(TASKS FOR THIS EXERCISE)
1. Set down, word for word, the passage of the bimodal posterior post that begins at the words "Incorrectly bimodal posterior" and stops after "sake of identification.".
2. Resume the bimodal posterior post from its final sentence and carry the writing forward.

(PROVIDED TEXT)
◆ ◆ ◆

Incorrectly bimodal posterior

Hi,

I am fitting a factor analysis model with a 1-dimensional latent variable z. Specifically, the observable vector x=(x1, x2, x3, x4) is generated as follows: x = Az + epsilon, with z ~ N(0, 1), epsilon ~ N(0, D). The parameters are the vector A=(A1, A2, A3, A4) and the diagonal covariance matrix D. I restrict A1 and A2 to positive values for the sake of identification.

I am pretty sure this model is identifiable, and have checked that it fulfills the identification criteria here. But I am running into computational issues where the constrained parameters A1 and A2 have a mode at 0 as well as at their true value, and the unconstrained A values have peaks at both their true value and the negation of their true value. It appears that some chains are stuck in a space where all of the values are negated, and they continue trying to move closer to the -A1 and -A2 values but get stuck at 0 because of the lower bound I’ve set.

To fix the issue, I have tried adding a positive lower bound on A1 and A2 (e.g. A1 > 0.5), as well as tried using a gamma(4, 2) prior on A1 and A2 in order to try moving the model away from the space where the values are 0. This has helped, but some of my runs are still getting stuck in the bad mode. I was wondering if there are any approaches with different sampling or priors or initialization that I could try here?

◆ ◆ ◆

(RECORDED INFORMATION)
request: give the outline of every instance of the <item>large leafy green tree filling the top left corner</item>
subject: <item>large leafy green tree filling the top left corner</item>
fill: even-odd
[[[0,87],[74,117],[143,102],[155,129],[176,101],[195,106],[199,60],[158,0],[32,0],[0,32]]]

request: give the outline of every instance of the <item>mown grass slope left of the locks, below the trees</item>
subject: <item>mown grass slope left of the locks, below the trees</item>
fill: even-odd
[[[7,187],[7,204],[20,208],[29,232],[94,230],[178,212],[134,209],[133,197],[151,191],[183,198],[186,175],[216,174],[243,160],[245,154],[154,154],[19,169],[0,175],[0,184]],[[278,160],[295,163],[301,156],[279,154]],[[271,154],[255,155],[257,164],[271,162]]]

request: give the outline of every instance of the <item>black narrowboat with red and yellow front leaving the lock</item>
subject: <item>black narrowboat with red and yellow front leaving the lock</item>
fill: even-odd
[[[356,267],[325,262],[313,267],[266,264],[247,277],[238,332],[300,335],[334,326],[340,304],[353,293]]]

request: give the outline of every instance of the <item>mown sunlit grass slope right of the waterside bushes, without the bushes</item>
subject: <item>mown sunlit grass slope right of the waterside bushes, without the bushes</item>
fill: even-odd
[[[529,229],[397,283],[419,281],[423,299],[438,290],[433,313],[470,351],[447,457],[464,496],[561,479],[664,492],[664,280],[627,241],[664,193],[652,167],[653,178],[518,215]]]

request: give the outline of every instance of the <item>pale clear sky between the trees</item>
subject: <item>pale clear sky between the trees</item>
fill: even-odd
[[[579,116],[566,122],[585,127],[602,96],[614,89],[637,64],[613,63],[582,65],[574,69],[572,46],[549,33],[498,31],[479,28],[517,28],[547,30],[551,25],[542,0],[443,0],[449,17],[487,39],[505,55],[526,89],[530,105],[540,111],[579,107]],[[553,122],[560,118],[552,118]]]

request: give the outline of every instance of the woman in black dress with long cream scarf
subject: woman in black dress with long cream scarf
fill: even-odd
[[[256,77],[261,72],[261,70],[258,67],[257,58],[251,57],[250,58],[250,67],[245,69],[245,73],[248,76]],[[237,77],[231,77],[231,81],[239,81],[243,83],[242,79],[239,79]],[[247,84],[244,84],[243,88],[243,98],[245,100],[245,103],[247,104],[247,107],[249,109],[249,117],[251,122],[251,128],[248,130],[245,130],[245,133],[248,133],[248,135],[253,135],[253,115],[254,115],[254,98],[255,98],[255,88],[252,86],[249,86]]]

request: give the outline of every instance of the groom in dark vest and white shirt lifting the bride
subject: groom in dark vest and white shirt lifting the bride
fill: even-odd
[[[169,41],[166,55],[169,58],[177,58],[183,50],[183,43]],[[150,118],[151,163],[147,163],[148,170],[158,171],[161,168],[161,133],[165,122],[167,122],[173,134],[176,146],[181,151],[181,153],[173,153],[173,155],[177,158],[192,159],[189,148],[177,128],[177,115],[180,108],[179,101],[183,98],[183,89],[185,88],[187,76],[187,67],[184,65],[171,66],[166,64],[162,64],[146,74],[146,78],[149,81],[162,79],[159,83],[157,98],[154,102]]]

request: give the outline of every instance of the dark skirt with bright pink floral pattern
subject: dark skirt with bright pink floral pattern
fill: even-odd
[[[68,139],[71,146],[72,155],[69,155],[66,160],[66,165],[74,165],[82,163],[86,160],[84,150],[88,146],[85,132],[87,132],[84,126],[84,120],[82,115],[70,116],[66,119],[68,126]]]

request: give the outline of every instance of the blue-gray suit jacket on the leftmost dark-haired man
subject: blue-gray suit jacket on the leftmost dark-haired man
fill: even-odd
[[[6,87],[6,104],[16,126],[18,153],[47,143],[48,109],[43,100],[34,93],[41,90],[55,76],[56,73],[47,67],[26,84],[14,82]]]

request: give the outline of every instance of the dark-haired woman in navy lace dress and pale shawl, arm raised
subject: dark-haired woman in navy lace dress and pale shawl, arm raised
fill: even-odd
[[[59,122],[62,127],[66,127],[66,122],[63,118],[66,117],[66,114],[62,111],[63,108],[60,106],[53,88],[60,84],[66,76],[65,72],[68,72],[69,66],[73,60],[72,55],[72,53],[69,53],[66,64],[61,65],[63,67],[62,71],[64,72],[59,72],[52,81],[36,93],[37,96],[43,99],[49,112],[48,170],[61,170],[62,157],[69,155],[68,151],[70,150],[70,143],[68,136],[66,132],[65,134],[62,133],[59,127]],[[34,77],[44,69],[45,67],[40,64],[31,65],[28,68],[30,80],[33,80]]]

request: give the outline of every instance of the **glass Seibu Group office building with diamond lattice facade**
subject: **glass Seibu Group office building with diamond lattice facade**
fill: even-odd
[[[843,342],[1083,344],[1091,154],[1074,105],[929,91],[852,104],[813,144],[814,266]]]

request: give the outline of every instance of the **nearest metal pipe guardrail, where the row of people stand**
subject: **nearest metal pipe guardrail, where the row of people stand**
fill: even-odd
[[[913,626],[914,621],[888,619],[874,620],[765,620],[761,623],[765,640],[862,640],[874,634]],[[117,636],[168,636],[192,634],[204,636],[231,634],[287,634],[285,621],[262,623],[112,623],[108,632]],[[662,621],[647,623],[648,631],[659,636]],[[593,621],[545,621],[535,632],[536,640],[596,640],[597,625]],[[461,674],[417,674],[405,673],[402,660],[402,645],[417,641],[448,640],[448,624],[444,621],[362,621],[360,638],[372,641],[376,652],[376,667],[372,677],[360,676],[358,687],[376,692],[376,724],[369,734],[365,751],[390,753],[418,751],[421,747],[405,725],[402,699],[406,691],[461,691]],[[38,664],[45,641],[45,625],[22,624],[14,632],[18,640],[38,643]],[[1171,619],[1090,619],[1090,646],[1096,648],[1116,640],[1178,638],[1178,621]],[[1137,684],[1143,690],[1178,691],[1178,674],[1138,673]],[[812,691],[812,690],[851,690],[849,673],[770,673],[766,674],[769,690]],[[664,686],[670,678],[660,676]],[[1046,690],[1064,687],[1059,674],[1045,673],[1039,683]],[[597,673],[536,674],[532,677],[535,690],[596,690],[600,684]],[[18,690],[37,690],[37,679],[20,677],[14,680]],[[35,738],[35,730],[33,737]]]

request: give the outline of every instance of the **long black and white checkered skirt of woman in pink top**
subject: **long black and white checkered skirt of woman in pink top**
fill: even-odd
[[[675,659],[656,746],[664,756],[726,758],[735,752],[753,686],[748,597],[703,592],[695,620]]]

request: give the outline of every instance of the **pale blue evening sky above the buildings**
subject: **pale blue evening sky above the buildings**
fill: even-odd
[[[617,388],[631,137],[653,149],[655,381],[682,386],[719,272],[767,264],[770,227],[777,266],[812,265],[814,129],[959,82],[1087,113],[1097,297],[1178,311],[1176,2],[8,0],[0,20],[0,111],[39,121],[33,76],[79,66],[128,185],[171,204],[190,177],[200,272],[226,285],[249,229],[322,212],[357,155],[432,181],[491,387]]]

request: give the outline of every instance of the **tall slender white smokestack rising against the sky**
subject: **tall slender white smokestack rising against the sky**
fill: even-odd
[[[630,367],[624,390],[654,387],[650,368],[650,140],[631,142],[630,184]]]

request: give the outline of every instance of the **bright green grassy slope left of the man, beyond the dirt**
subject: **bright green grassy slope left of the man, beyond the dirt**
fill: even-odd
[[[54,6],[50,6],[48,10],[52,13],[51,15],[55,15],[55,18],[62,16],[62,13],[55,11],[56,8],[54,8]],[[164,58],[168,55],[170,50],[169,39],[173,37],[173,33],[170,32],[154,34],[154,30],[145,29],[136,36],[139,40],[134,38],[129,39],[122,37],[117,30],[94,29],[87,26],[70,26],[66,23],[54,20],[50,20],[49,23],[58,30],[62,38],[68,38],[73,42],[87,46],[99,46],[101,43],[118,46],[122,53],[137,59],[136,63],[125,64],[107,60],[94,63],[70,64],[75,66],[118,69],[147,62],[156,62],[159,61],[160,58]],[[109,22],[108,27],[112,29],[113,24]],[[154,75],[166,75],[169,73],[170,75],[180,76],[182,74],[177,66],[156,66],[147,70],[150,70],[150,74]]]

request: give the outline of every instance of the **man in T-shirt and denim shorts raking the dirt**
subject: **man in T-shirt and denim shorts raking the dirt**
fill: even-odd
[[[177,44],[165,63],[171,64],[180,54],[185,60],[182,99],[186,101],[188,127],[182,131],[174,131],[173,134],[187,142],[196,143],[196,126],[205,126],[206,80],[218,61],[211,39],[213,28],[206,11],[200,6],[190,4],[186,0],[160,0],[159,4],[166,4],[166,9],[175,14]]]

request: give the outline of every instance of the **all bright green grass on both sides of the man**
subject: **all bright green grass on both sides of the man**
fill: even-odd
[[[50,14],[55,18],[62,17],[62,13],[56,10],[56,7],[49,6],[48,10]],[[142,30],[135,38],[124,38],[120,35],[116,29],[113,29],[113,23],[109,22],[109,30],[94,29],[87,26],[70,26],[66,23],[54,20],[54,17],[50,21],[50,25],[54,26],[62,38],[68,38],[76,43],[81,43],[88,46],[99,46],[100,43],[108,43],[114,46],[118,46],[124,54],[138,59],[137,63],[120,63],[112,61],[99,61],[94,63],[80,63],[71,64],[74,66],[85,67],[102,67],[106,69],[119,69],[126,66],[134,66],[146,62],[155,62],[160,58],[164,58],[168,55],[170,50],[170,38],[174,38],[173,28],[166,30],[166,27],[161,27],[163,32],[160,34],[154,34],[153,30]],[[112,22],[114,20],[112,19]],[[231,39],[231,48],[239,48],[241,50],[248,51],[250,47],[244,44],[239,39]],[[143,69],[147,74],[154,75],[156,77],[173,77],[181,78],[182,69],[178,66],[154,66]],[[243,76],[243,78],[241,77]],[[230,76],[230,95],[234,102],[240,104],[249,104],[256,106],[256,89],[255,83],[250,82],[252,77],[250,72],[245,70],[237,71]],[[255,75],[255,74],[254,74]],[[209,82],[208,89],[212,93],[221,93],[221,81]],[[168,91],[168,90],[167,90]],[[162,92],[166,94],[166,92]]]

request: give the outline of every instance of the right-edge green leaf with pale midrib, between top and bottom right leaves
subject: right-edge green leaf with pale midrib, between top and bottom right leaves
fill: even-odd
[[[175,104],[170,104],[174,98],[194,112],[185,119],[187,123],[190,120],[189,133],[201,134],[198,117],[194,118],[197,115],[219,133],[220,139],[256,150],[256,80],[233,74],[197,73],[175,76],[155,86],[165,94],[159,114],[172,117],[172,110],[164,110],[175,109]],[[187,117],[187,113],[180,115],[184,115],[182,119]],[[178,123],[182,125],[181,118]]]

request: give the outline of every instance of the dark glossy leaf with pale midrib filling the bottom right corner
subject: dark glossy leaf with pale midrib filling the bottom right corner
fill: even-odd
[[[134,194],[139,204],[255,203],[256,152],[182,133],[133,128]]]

◆ ◆ ◆

(ANSWERS FOR THE TASKS)
1.
Incorrectly bimodal posterior

Hi,

I am fitting a factor analysis model with a 1-dimensional latent variable z. Specifically, the observable vector x=(x1, x2, x3, x4) is generated as follows: x = Az + epsilon, with z ~ N(0, 1), epsilon ~ N(0, D). The parameters are the vector A=(A1, A2, A3, A4) and the diagonal covariance matrix D. I restrict A1 and A2 to positive values for the sake of identification.

2.
Thank you!

Can you show your Stan model?

While various constraints can be used to avoid some of the multimodality in factor models due to sign/label-switching, the likelihood is often still truly multimodal with many local modes. Sometimes more data and/or tight priors might help, but latent factor models and mixture models in general are just really difficult to estimate in general in fully Bayesian setting. While the multimodality is also present in maximum likelihood approaches, you might get away with it more easily as you are focused on finding a single, hopefully global mode (but the uncertainty estimates are then typically still off as you are ignoring the other modes).

1 Like

Here is my stan model:

data {
    int<lower=1> N;         // number of observations
    int<lower=1> x_n;           // dimension of observations (size of x)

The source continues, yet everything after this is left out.